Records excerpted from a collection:
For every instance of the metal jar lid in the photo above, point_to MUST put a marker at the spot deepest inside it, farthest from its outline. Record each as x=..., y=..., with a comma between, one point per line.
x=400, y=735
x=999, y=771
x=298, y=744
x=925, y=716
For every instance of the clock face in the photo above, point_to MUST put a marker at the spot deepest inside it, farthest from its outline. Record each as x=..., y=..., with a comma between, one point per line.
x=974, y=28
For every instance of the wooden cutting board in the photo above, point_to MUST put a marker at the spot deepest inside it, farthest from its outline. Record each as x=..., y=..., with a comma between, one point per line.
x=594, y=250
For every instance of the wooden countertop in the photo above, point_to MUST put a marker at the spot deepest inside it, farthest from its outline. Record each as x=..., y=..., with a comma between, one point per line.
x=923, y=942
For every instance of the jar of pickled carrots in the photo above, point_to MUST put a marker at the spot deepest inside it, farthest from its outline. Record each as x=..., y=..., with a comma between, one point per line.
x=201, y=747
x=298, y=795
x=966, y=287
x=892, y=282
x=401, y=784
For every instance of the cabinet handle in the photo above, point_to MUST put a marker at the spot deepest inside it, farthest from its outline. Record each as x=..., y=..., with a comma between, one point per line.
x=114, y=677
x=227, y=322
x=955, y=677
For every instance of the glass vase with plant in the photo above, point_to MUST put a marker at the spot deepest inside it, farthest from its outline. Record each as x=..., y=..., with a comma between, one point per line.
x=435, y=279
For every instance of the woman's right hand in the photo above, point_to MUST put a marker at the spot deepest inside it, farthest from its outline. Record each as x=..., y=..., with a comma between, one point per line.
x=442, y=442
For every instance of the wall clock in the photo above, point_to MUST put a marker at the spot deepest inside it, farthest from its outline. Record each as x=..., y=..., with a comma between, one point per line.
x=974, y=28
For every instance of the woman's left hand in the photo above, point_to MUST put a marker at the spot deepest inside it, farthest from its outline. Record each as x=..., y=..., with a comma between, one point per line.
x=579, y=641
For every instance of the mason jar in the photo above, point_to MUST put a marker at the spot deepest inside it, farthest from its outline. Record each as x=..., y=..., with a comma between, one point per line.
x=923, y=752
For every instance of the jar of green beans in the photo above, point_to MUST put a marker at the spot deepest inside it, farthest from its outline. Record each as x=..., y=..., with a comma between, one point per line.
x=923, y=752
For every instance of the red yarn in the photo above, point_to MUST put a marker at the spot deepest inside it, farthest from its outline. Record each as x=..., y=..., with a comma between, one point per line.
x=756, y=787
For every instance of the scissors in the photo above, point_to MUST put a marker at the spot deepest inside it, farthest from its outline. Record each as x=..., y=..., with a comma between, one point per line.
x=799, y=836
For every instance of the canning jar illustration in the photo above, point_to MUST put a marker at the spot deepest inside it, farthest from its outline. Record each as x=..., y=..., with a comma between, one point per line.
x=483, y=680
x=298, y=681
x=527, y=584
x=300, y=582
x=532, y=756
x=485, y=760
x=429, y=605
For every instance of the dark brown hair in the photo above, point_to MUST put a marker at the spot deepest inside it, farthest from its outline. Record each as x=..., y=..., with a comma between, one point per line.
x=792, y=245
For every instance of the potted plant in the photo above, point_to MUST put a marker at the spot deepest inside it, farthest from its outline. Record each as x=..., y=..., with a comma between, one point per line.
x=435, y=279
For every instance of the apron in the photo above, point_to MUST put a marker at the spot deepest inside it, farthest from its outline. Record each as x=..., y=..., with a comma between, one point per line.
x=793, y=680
==
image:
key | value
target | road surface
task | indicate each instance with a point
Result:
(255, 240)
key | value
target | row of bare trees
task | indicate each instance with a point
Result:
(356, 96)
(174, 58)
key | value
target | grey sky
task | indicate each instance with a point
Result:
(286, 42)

Exercise directions: Pull every line with the string "target" from the data above.

Exercise result:
target | road surface
target | row of bare trees
target | grey sky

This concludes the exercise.